**Work to be completed:**
The output is to match the entries below character for character.

···

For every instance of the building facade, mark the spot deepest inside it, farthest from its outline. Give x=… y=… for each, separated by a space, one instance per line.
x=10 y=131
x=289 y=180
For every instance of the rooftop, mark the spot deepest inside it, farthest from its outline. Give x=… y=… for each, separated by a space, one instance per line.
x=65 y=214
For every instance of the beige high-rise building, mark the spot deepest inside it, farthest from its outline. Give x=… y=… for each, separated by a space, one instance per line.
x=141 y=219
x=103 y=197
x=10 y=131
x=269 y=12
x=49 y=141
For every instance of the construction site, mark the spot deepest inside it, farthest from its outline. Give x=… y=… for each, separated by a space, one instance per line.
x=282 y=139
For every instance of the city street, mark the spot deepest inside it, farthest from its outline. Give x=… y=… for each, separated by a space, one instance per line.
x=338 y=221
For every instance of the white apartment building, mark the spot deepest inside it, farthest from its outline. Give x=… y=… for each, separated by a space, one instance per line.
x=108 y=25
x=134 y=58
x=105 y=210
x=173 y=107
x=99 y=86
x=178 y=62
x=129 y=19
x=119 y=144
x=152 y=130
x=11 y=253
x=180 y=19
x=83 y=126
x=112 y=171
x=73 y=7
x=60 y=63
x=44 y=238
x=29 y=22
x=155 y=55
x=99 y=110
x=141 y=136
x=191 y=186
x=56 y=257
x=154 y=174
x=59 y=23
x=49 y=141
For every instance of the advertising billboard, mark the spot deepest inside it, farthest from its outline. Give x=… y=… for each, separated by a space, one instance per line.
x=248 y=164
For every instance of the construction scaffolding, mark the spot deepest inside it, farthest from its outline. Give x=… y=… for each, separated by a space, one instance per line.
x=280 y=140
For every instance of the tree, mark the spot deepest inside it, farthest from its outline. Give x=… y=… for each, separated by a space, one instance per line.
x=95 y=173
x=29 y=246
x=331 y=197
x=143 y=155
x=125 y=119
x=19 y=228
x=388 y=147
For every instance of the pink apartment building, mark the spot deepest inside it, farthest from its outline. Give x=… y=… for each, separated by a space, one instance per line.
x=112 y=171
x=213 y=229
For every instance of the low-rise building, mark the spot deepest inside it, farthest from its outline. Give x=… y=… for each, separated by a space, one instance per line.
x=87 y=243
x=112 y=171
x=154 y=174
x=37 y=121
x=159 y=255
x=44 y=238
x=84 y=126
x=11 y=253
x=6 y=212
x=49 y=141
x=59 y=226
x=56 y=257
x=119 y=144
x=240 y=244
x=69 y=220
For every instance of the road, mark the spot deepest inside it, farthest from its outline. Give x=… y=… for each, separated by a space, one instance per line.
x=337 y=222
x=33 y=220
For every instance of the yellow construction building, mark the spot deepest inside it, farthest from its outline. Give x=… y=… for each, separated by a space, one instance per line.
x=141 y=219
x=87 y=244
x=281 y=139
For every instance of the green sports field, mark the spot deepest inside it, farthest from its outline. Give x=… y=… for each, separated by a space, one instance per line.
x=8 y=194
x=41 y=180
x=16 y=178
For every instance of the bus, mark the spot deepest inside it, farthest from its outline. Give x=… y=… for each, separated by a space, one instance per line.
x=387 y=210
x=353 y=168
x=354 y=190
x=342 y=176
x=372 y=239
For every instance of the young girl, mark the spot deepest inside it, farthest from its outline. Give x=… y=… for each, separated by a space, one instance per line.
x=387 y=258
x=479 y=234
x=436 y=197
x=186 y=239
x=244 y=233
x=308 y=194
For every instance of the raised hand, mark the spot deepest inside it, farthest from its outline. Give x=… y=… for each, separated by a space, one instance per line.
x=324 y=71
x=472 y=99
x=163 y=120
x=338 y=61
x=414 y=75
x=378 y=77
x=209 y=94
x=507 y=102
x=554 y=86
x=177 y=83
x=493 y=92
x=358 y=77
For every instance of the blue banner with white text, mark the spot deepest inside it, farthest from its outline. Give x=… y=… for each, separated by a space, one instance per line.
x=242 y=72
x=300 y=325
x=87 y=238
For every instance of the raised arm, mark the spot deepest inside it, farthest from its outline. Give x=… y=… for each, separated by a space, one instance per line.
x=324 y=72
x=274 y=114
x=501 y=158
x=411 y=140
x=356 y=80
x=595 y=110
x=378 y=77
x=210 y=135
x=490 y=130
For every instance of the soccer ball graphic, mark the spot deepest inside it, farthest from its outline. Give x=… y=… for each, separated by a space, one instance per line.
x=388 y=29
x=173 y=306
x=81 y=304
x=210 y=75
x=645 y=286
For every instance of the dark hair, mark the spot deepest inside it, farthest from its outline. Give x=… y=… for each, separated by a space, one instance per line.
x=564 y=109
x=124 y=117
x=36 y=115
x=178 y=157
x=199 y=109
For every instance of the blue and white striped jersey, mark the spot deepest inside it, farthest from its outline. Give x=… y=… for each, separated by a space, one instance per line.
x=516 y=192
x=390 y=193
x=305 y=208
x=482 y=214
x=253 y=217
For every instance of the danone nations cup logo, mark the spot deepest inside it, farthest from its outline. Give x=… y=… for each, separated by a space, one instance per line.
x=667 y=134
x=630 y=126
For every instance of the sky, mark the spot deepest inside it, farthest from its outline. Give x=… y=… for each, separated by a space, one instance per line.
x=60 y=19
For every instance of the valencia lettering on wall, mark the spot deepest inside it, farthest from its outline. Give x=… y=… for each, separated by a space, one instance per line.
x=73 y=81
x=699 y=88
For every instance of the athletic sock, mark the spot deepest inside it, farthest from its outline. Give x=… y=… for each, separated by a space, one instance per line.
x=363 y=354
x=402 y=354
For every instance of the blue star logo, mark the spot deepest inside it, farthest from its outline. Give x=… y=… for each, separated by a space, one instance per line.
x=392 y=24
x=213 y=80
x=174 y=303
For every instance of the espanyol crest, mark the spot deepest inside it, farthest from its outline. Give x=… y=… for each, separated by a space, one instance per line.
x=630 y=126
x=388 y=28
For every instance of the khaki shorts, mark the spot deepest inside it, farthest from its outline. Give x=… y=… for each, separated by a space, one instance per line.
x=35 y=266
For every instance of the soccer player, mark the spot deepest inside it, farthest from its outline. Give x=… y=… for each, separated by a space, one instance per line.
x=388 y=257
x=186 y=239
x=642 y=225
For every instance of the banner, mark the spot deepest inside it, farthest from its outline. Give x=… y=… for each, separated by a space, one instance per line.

···

**Response:**
For every instance of the building facade, mark the spot deepest inside it, farthest from its outline. Give x=… y=… for each, separated by a space, one instance per line.
x=10 y=131
x=289 y=180
For every instance of the rooftop, mark the spot deepest inside it, farthest from its outline. Give x=… y=… for each, separated by a space, one instance per line.
x=65 y=214
For every instance of the beige high-rise building, mark the spot deepest inside it, farthest from its outline. Give x=… y=… for each, separated by a space, one instance per line.
x=141 y=219
x=103 y=197
x=10 y=131
x=269 y=12
x=49 y=141
For every instance of the construction site, mark the spot deepest inside it, farthest from its outline. Give x=… y=… for each, separated by a space, one instance per line.
x=282 y=139
For every instance of the city street, mark the spot deepest inside it, farthest from its outline. Give x=… y=… for each, separated by a space, one instance per line.
x=338 y=221
For every instance of the white apartment building, mark the spot deepest inside it, farthest from its outline. Give x=… y=… for each, separated by a space, one instance per line.
x=108 y=25
x=134 y=58
x=105 y=210
x=173 y=107
x=99 y=86
x=178 y=62
x=129 y=19
x=119 y=144
x=152 y=130
x=11 y=253
x=180 y=19
x=83 y=126
x=112 y=171
x=73 y=7
x=60 y=63
x=44 y=238
x=29 y=22
x=155 y=55
x=99 y=110
x=141 y=136
x=191 y=186
x=56 y=257
x=154 y=174
x=59 y=23
x=49 y=141
For every instance of the advertising billboard, mark the spot deepest inside it, farthest from its outline. Give x=… y=… for each, separated by a space, one instance per line.
x=248 y=164
For every instance of the construction scaffolding, mark the spot deepest inside it, farthest from its outline. Give x=… y=… for each, separated by a space, one instance per line.
x=280 y=140
For every instance of the tree, mark the spot deepest inside it, farthest from its outline. Give x=… y=… for each, separated by a space, one instance per line.
x=95 y=173
x=29 y=246
x=331 y=197
x=143 y=155
x=125 y=119
x=19 y=228
x=388 y=147
For every instance of the pink apartment building, mark the spot deepest inside it, farthest from its outline. Give x=… y=… for each, separated by a space, one instance per line.
x=112 y=171
x=213 y=229
For every instance of the low-rise building, mark the spot deepest inside it, farthest from its outline. Give x=… y=… for each, separated by a space, one instance per line.
x=87 y=243
x=112 y=171
x=154 y=174
x=37 y=121
x=159 y=255
x=44 y=238
x=84 y=126
x=11 y=253
x=6 y=212
x=49 y=141
x=59 y=226
x=56 y=257
x=119 y=144
x=240 y=244
x=69 y=220
For every instance of the road, mark the spot deepest inside it, farthest from its outline. Give x=… y=… for each, separated by a space, one instance per line.
x=337 y=222
x=33 y=220
For every instance of the yellow construction building, mark the spot deepest inside it, farthest from its outline. Give x=… y=… for each, separated by a space, one instance per line.
x=141 y=219
x=87 y=244
x=281 y=139
For every instance of the green sports field, mark the spot deepest inside it, farthest from its outline. Give x=… y=… for each, separated by a space, one instance per line.
x=8 y=194
x=41 y=180
x=16 y=178
For every instance of the bus, mark the spot deepest inside it, farthest from its outline. Give x=… y=… for each, separated by a space, one instance per line.
x=387 y=210
x=353 y=168
x=354 y=190
x=342 y=176
x=372 y=239
For every instance of the young girl, mark the spot deepest inside it, farthest from its outline. Give x=… y=… for each, separated by a space, one instance per line.
x=387 y=258
x=479 y=234
x=436 y=197
x=186 y=239
x=244 y=233
x=308 y=194
For every instance of the raised hand, mark the spot deepest inside it, farthest from its outline. Give x=… y=… for each, separated by a space, one instance per line.
x=324 y=71
x=472 y=99
x=163 y=120
x=338 y=61
x=414 y=75
x=378 y=77
x=209 y=94
x=507 y=102
x=554 y=86
x=177 y=83
x=493 y=92
x=358 y=77
For every instance of the blue banner with white text, mark the spot deepest inside it, farthest from its outline. Give x=… y=… for each, separated by a space, one instance per line.
x=242 y=72
x=300 y=325
x=87 y=238
For every instance of the raised arm, mark the spot deepest inside it, farthest from its outline. Give x=… y=… for each, separated by a space, one instance per line.
x=324 y=72
x=274 y=114
x=501 y=158
x=411 y=140
x=356 y=80
x=595 y=110
x=378 y=77
x=210 y=135
x=490 y=130
For every instance of the soccer ball graphic, mark the spot deepest inside it, farthest from its outline. Give x=… y=… for each, separated by a space, one instance per line.
x=388 y=29
x=173 y=306
x=81 y=304
x=210 y=75
x=645 y=286
For every instance of the dark hair, mark the spot deepest inside it, farthest from its outline. Give x=… y=… for each, separated by a space, one instance per line.
x=564 y=109
x=124 y=117
x=36 y=115
x=178 y=157
x=199 y=109
For every instance of the blue and white striped jersey, mark the spot deepest inside it, farthest from its outline. Give x=… y=… for each, separated by a space, one instance per line.
x=516 y=192
x=390 y=193
x=305 y=208
x=482 y=214
x=253 y=217
For every instance of the danone nations cup logo, mark the spot deepest inside it, farthest from its outline. Give x=… y=… for each, separated by a space, one instance per line.
x=667 y=134
x=630 y=126
For every instance of the sky, mark the spot deepest inside it, farthest from its outline. Give x=… y=… for each, separated by a space, one instance per line.
x=60 y=19
For every instance of the valencia lettering on wall, mark the spot deepest inside it, farthest from its outline. Give x=… y=… for each, separated by a space, one instance per line.
x=73 y=81
x=699 y=88
For every instance of the athletic sock, mark the spot deepest inside it, farthest from its outline. Give x=… y=… for each, separated by a space, one instance per line.
x=363 y=354
x=402 y=354
For every instance of the blue star logo, mark the spot deepest inside it, farthest from its outline. Give x=… y=… for each, separated by a space, one instance per line.
x=392 y=24
x=213 y=80
x=174 y=303
For every instance of the espanyol crest, mark the spot deepest inside it, farthest from its outline. Give x=… y=… for each, separated by a space, one instance per line.
x=630 y=126
x=388 y=28
For every instance of the khaki shorts, mark the spot deepest inside it, farthest from its outline. Give x=… y=… for each, separated by a space, one instance per line.
x=35 y=266
For every instance of the soccer player, mark the spot deepest inside it, farthest from its outline. Give x=… y=… for each, separated by a space, one instance per line.
x=388 y=257
x=186 y=239
x=642 y=225
For every instance of the banner, mark the spot deepest inside it, farthest from its outline. Give x=… y=… for each, separated by a space, one instance per line.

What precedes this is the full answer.